- PROBLEM REQUIREMENTS -
Nothing is to be left out; print all the entries exactly.

[[ SUPPLIED RECORDS, beginning ]]

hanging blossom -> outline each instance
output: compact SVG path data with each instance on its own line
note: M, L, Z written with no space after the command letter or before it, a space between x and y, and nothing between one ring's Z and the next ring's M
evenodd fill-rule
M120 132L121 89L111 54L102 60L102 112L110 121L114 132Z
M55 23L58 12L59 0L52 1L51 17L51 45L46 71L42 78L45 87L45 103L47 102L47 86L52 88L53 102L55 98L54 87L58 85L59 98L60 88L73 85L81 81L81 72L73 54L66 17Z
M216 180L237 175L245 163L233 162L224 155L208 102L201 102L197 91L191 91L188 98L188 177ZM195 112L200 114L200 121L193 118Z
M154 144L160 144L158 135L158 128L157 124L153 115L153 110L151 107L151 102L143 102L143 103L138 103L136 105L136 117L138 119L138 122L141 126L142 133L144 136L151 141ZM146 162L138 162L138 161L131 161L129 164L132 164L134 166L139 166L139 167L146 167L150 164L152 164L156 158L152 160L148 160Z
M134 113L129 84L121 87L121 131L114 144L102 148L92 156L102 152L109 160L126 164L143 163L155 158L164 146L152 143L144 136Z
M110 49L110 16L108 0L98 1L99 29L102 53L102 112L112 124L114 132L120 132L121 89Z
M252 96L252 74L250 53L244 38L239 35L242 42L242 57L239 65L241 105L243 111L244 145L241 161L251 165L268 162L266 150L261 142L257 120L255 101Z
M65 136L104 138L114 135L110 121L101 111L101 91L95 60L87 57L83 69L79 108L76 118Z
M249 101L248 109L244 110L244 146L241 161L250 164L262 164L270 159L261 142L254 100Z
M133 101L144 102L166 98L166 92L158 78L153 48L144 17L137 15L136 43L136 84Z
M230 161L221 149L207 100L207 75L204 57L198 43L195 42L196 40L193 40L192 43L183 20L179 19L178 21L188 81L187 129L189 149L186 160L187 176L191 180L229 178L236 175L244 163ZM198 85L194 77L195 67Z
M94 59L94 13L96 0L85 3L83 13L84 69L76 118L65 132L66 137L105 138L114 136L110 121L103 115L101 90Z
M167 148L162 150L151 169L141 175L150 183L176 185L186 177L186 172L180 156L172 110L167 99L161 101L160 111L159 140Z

[[ SUPPLIED RECORDS, end ]]

- ANSWER FOR THIS EXERCISE -
hanging blossom -> outline each instance
output: compact SVG path data with each instance on its own line
note: M, L, Z written with no space after the command letter or before it, a space between x and y, and nothing between one ring's Z and the next ring's M
evenodd fill-rule
M120 132L121 89L111 54L102 60L102 112L110 121L114 132Z
M55 23L58 12L59 0L52 1L51 17L51 45L46 71L42 78L45 87L45 103L47 102L47 86L52 88L53 102L55 98L54 87L58 85L59 98L60 88L73 85L81 81L81 72L73 54L66 17Z
M216 180L237 175L245 163L233 162L224 155L208 102L201 102L197 91L191 91L188 98L188 177ZM195 112L200 114L200 121L193 118Z
M154 144L160 144L158 135L158 128L157 124L153 115L153 110L151 107L151 102L143 102L143 103L138 103L136 105L136 117L138 119L138 122L141 126L142 133L144 136L151 141ZM146 162L138 162L138 161L131 161L129 164L132 164L134 166L139 166L139 167L146 167L150 164L152 164L156 158L152 160L148 160Z
M134 113L129 84L121 87L121 131L114 144L102 148L92 156L102 152L109 160L126 164L143 163L155 158L164 146L152 143L144 136Z
M110 49L110 16L108 0L98 1L99 29L102 53L102 112L112 124L114 132L120 132L121 89Z
M252 96L252 74L250 53L244 38L239 35L242 42L242 57L239 65L241 105L243 111L244 145L241 161L251 165L268 162L266 150L261 142L257 120L255 101Z
M65 136L104 138L114 135L110 121L101 111L101 91L95 60L87 57L83 69L79 108L76 118Z
M249 101L248 109L244 110L244 146L241 161L250 164L262 164L270 159L261 142L254 100Z
M133 101L144 102L166 98L166 92L158 78L153 48L144 17L137 15L136 43L136 84Z
M230 161L221 149L207 100L207 75L204 57L198 43L195 42L196 40L193 40L192 43L183 20L179 19L178 21L188 81L187 129L189 149L186 160L187 176L191 180L229 178L236 175L244 163ZM198 85L194 77L195 67Z
M94 59L94 13L96 0L85 3L83 13L84 69L76 118L65 132L66 137L105 138L114 136L110 121L103 115L101 90Z
M167 148L162 150L151 169L141 175L150 183L176 185L186 177L186 172L180 156L172 110L167 99L161 101L160 111L159 140Z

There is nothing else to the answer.